Archive for August 2008
Some part of my journey 1/2
As written in my previous blog, I am going to talk about some part of my journey today.
I got to know about Amnesty International when I was living in the Netherlands. The Netherlands is a small country with only 16 million people, but there were all kinds of NGOs and NPOs which contribute people’s well-being. It was also the country where people worked much less hours than Japan. At 6 pm, most full-time workers were gone home. Part-time workers were often permanent employees, meaning they had job security and were given flexibility in their working style. Retired, disabled, sick people, single moms or refugees I have met there did not have to worry about tomorrow’s bread or place to live.
Dutch are known as tightfisted, but when people get to know about adults, children or animals suffering somewhere, they do contribute to help. It could be by buying greeting cards of NGOs such as Amnesty, by donating money through very simple numbered giro order (often notified on TV), or by actually working voluntarily. I felt that the more people had time for themselves and yet their lives were secured, the better they could help others.
After coming back to Japan, I started working for a Dutch bank in Tokyo. I was so lucky that I could go home at 5:30 pm almost every day. In Japan, it is a miracle that you can go home so early. There were many people who regularly worked until 10 pm in the same bank. I started searching things I could do after work and found Amnesty International Japan. At that time, the office used to be in Waseda, one of students’ quarters in Tokyo. I got a list of volunteer groups and called one by one starting with Group 1. The person who answered my call was an American and he said to me, “our group is dying…” I called several other groups and decided to attend the Group 1’s meeting. There were only three attendees including myself, although the group had a lot more members. They were all busy with their own lives. I became a member of Group 1. Some complained about the people who did not attend the meeting, but I did not feel like blaming them. They were the rare people who kept contributing membership fee for years. Millions of others never even think of helping people whom they would never meet.

====

Required tasks:
1 > Answer these questions using the blog post about the writer's journey:
(a) How many people live in the Netherlands?
(b) At what time could the writer go home from the Dutch bank in Tokyo almost every day?
(c) How many people were at the Group 1 meeting, counting the writer?
2 > In the blog post about the writer's journey, write out the part that opens with the words containing "I got to know" and closes with "place to live.", substituting "a human rights group" for "Amnesty International".

Source excerpt:
====

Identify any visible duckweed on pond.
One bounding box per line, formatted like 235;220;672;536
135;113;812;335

====

Answer list:
1 >
(a) Only 16 million.
(b) At 5:30 pm.
(c) Three.

2 >
I got to know about a human rights group when I was living in the Netherlands. The Netherlands is a small country with only 16 million people, but there were all kinds of NGOs and NPOs which contribute people’s well-being. It was also the country where people worked much less hours than Japan. At 6 pm, most full-time workers were gone home. Part-time workers were often permanent employees, meaning they had job security and were given flexibility in their working style. Retired, disabled, sick people, single moms or refugees I have met there did not have to worry about tomorrow’s bread or place to live.